[Begin Source material]
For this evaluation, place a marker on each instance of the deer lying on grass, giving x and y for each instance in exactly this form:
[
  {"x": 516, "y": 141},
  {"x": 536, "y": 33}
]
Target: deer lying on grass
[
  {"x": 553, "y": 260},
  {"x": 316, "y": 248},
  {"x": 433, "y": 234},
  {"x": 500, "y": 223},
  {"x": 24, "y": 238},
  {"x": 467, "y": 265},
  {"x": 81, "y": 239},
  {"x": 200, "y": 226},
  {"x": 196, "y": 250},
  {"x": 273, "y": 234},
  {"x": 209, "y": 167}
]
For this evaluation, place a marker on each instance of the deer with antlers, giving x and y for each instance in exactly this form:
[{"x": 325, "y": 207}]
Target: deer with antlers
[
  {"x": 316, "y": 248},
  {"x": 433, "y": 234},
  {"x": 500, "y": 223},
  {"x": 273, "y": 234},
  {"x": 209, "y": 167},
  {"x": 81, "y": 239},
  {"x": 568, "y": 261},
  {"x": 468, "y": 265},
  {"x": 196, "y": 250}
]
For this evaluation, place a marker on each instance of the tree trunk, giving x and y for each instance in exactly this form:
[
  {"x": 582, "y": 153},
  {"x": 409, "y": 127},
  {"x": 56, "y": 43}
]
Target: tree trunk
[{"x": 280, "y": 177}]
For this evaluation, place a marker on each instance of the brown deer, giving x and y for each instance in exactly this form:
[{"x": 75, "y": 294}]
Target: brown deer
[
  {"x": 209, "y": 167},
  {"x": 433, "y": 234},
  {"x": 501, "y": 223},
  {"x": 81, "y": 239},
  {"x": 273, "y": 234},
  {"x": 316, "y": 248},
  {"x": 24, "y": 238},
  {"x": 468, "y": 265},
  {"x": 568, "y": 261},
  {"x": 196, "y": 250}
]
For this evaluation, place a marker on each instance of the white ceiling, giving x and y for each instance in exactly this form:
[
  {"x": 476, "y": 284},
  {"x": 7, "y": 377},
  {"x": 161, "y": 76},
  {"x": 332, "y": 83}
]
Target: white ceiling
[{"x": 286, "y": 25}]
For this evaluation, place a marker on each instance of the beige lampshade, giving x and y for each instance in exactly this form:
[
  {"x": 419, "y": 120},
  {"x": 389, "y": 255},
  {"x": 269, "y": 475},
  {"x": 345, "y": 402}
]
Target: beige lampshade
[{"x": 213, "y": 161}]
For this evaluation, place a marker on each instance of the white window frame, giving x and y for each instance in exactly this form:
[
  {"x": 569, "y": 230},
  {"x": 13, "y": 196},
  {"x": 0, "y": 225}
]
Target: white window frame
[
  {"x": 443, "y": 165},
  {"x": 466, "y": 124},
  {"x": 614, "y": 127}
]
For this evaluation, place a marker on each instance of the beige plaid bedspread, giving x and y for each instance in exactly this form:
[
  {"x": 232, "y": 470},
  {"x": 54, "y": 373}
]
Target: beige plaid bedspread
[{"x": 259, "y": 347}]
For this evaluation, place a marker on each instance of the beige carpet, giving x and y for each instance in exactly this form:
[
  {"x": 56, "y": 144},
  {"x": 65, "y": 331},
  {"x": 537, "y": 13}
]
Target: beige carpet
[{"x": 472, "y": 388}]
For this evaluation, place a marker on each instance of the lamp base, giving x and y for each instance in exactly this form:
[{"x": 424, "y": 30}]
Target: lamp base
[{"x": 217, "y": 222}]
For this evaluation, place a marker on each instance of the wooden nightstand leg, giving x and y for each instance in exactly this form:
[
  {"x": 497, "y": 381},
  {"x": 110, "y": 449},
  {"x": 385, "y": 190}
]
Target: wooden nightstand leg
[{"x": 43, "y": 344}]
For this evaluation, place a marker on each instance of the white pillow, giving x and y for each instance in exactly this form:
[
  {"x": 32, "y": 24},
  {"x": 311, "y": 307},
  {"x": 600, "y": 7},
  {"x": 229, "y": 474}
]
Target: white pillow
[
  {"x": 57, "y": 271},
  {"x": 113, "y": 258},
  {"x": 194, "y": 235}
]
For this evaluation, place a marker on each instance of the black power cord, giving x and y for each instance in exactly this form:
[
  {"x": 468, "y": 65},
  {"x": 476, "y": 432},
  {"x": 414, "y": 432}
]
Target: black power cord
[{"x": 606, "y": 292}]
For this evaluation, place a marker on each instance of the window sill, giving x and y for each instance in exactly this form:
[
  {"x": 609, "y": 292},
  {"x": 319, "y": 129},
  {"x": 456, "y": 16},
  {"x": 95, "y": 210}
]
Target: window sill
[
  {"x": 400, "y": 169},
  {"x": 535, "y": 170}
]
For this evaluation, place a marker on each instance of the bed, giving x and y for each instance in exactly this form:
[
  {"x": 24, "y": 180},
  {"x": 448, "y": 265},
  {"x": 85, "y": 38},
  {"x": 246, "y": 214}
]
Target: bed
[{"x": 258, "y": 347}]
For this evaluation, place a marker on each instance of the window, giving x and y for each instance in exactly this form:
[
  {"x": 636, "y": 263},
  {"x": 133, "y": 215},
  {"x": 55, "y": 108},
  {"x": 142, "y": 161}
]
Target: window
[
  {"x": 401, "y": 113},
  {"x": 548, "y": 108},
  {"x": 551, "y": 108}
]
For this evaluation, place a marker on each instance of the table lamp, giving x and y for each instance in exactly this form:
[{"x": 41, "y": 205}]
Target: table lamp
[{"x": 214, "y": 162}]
[End Source material]
[Begin Source material]
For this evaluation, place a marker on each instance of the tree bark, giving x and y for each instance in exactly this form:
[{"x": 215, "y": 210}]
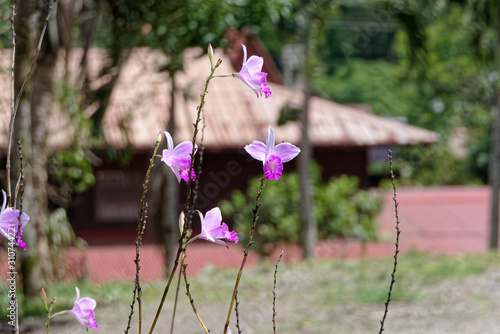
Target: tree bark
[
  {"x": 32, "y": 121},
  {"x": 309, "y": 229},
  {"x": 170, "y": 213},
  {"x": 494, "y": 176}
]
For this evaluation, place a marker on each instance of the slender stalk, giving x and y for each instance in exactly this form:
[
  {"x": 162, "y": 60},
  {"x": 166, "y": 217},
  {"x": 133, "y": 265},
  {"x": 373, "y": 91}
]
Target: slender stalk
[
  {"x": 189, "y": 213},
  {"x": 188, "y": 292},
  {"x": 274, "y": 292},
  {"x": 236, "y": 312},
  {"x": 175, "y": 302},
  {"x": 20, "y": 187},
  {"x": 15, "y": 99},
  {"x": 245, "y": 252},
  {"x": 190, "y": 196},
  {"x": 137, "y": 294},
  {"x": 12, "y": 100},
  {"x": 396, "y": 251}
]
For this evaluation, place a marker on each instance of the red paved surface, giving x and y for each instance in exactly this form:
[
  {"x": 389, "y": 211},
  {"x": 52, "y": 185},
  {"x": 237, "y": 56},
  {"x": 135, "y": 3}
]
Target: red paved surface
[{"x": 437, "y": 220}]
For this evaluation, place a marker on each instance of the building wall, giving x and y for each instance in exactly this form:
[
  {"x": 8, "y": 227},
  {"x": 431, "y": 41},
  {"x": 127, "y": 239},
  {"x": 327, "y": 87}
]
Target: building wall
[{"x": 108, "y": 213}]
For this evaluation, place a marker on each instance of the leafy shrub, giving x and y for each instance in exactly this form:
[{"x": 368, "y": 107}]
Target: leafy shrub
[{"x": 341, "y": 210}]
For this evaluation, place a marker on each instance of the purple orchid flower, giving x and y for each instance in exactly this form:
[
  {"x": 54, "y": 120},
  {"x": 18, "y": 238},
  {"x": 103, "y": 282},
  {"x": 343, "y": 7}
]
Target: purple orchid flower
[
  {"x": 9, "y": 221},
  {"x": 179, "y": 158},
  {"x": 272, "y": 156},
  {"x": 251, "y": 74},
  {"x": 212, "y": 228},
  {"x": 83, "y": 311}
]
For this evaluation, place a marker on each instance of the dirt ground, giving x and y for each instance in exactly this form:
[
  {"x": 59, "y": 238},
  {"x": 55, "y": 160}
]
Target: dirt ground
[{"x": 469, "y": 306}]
[End Source material]
Please list every line of the items above that contains the word "bedspread", treating uppercase and lowercase as different.

#### Expected output
For this evaluation, place a marker on each instance of the beige plaid bedspread, giving x and y for each instance in exactly this form:
Target: beige plaid bedspread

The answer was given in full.